Supplied passage:
[Begin]
Diary, as you may recall, I wrote previously about the “Polish Declaration of Admiration and Friendship for the United States”, a set of 111 volumes produced by the newly re-created Republic of Poland in 1926. They wished to honor the USA on its 150th Birthday (in recognition of their friendship and support by Casimir Pulaski & Taduesz Kosciuszko in our Revolutionary War). So, 1926 was 1776+ 150 (sesquicentenial). In an amazing national effort, the government officials and schools all across Poland signed their autographs in a huge multi-volume, “Happy Birthday” wish to the USA. 111 Volumes of people signing this emblem of goodwill.
This jester knows of two places on the Internet where you can peruse the images of these books (volumes). One is the USA in the Library of Congress, in their European Reading Room.
Aaah, I see that they still have not added my contributions. But if you go to Volume (Tom) 13, Page (Strony) 419 and also page 420. You will see the signatures of the children and their school teachers.
So I noticed that page 419 was a young man named Czeslaw Elijasz. Ok I knew that was NOT my own father, but I wondered at who this child was that in 1926 signed his signature just a bit before my father Czeslaw Eliasz would be born. Fortunately, I thought to turn the page, because on page 420 were two Elijaszow: Zygmunt Elijasz and Irena Elajszowna [sic]. Now Irena’s signature caught my eye because it appears she is dyslexic and transposed the ‘a’ and ‘j’ in her last name. This marked her as a close relative to my grandfather, who also would occasionally also transpose letters (ex. the ‘s’ and ‘z’) when signing his name. So we see there were three near relatives from a Pacanow school (see stamp image from page 420, below).
[End]
Tasks to perform:
a. According to the diary post about the Polish Declaration, how many volumes make up the set Poland produced in 1926?
b. Echo the diary post about the Polish Declaration word for word, everything from "So I noticed" down to "page 420, below).".

Dataset excerpts:
[Begin]
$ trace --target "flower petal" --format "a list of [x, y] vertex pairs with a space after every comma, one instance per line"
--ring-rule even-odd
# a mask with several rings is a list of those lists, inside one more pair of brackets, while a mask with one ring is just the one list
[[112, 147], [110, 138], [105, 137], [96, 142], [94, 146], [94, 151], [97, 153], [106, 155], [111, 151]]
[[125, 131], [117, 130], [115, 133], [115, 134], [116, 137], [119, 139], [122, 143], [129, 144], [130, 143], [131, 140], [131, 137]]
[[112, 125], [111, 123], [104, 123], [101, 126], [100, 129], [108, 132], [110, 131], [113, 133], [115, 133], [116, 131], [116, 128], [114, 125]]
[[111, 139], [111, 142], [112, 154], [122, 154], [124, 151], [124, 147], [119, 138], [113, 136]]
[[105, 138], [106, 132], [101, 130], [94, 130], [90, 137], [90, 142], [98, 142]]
[End]
Results by task:
a. 111 volumes.

b.
So I noticed that page 419 was a young man named Czeslaw Elijasz. Ok I knew that was NOT my own father, but I wondered at who this child was that in 1926 signed his signature just a bit before my father Czeslaw Eliasz would be born. Fortunately, I thought to turn the page, because on page 420 were two Elijaszow: Zygmunt Elijasz and Irena Elajszowna [sic]. Now Irena’s signature caught my eye because it appears she is dyslexic and transposed the ‘a’ and ‘j’ in her last name. This marked her as a close relative to my grandfather, who also would occasionally also transpose letters (ex. the ‘s’ and ‘z’) when signing his name. So we see there were three near relatives from a Pacanow school (see stamp image from page 420, below).